Consignes |
**a)** Selon l'extrait sur la recherche du premier emploi au Japon, à quelle date la période de recherche a-t-elle commencé en 2015 ?
**b)** Recopiez fidèlement le passage de l'extrait sur la recherche du premier emploi au Japon qui va de « Tout le monde » à « commencer au 1er mars. ».

Extrait |
.....
Tout le monde a mis son costume noir et feuillette son  « Comment trouver son premier job ? », avec son plus grand sourire devant les recruteurs, en se battant avec les autres candidats - mais toujours en gardant le sourire -, s'affairant à masquer sa personnalité… Toutes ces choses que raconte cette vidéo sont-elles spécifiquement japonaises ?

Système japonais spécifique

La recherche japonaise du premier emploi est unique en son genre à l’échelle mondiale. Chaque année au Japon, les entreprises embauchent les futurs diplômés en masse. Du fait de cette systématisation, tous les étudiants effectuent la même démarche tous en même temps. La période de la recherche dure quelques mois entre les troisième et quatrième  années d’étude. Cette période est définie officiellement par les autorités japonaises. Pour cette année 2015, elle vient tout juste de commencer au 1er mars.
.....
Données fournies |

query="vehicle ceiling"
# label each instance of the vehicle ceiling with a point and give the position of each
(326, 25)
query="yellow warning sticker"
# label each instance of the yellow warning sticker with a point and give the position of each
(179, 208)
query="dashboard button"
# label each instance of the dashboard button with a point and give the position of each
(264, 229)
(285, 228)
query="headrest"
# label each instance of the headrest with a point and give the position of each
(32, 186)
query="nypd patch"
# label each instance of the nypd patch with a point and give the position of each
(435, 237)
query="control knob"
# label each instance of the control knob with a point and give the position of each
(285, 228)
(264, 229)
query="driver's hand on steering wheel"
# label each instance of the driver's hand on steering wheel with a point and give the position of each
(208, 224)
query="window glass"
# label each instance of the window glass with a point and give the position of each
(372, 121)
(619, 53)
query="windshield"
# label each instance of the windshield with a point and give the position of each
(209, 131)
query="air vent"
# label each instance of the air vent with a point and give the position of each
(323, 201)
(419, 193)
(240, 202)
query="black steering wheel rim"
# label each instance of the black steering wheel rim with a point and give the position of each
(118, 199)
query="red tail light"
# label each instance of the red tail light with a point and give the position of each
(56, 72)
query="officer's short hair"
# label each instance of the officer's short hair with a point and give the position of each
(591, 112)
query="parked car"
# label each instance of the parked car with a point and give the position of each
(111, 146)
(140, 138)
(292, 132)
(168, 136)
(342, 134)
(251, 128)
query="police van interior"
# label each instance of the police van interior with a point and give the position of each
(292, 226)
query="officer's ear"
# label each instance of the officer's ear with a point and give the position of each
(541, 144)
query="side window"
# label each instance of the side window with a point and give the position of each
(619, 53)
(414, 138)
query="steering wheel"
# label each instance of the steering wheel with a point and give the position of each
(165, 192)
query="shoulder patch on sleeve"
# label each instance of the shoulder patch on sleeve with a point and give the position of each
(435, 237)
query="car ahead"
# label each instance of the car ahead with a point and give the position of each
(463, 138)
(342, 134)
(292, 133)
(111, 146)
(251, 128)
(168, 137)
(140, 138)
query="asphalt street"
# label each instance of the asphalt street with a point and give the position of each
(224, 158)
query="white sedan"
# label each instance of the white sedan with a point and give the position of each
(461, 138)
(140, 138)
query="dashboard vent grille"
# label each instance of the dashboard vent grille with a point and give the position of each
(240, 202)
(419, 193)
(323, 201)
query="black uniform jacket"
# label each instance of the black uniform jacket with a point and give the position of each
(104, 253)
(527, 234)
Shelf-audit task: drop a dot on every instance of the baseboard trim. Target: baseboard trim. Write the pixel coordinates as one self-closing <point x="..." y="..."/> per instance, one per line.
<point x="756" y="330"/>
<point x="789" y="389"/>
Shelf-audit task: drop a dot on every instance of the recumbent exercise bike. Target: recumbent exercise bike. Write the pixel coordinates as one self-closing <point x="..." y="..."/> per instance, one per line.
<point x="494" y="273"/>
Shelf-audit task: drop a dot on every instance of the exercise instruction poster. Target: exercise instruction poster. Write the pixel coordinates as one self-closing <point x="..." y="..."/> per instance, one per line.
.....
Réponses rédigées |
**a)** Elle a commencé le 1er mars.

**b)**
Tout le monde a mis son costume noir et feuillette son  « Comment trouver son premier job ? », avec son plus grand sourire devant les recruteurs, en se battant avec les autres candidats - mais toujours en gardant le sourire -, s'affairant à masquer sa personnalité… Toutes ces choses que raconte cette vidéo sont-elles spécifiquement japonaises ?

Système japonais spécifique

La recherche japonaise du premier emploi est unique en son genre à l’échelle mondiale. Chaque année au Japon, les entreprises embauchent les futurs diplômés en masse. Du fait de cette systématisation, tous les étudiants effectuent la même démarche tous en même temps. La période de la recherche dure quelques mois entre les troisième et quatrième  années d’étude. Cette période est définie officiellement par les autorités japonaises. Pour cette année 2015, elle vient tout juste de commencer au 1er mars.